* EXERCISE REQUIREMENTS *
[1] From the segment on Sanders's presidential bid, reproduce the text between "JUAN GONZÁLEZ: In" and "wealthy cannot continue.", inclusive.
[2] Answer these questions using the segment on Sanders's presidential bid:
(a) What is the full title of Nader's new book?
(b) To whom is the book dedicated in part?
(c) On what day did Sanders announce his bid?

* SELECTED PASSAGE *
- - -
As independent Sen. Bernie Sanders of Vermont announces his bid for the Democratic presidential nomination, we speak to former presidential candidate Ralph Nader.

As independent Sen. Bernie Sanders of Vermont announces his bid for the Democratic presidential nomination, we speak to former presidential candidate Ralph Nader. “We don’t want a coronation of Hillary Clinton,” Nader says of Sanders’ run. We also talk about his new book, Return to Sender: Unanswered Letters to the President, 2001-2015. The book is dedicated in part to the workers of the U.S. Postal Service.

TRANSCRIPT:

JUAN GONZÁLEZ: In Washington, independent Senator Bernie Sanders of Vermont announced his bid for the Democratic presidential nomination on Thursday. Launching his campaign, Sanders said the nation’s immoral economic system favoring the wealthy cannot continue.
- - -
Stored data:

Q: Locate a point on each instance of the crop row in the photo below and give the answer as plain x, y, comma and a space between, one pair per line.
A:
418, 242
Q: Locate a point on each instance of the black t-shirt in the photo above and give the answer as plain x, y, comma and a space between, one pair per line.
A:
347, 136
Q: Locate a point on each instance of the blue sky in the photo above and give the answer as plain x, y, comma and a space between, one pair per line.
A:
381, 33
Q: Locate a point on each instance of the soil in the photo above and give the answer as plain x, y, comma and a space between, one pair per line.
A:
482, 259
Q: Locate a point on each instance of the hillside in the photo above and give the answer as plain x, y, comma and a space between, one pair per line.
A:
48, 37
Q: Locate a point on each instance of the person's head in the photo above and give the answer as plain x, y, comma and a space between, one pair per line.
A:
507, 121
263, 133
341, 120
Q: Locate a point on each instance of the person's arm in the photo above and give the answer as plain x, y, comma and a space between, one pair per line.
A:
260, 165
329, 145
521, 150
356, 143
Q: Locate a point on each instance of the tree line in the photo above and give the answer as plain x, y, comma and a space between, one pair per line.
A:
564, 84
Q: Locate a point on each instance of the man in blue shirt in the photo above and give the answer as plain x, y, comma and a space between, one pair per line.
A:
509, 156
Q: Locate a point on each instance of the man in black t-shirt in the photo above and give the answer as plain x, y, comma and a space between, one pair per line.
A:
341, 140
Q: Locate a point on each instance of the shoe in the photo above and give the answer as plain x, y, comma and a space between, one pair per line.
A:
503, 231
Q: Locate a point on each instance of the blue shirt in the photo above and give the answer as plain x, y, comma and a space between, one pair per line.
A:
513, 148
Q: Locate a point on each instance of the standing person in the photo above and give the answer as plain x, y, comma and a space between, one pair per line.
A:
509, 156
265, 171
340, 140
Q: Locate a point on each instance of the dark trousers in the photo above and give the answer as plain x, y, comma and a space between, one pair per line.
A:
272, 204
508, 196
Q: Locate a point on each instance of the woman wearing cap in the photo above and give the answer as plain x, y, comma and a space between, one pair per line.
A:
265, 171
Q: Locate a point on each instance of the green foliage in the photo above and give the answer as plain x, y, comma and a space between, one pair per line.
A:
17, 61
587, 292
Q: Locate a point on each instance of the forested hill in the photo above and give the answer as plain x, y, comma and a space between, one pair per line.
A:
- - -
* OUTPUTS BY TASK *
[1]
JUAN GONZÁLEZ: In Washington, independent Senator Bernie Sanders of Vermont announced his bid for the Democratic presidential nomination on Thursday. Launching his campaign, Sanders said the nation’s immoral economic system favoring the wealthy cannot continue.

[2]
(a) Return to Sender: Unanswered Letters to the President, 2001-2015
(b) The workers of the U.S. Postal Service
(c) Thursday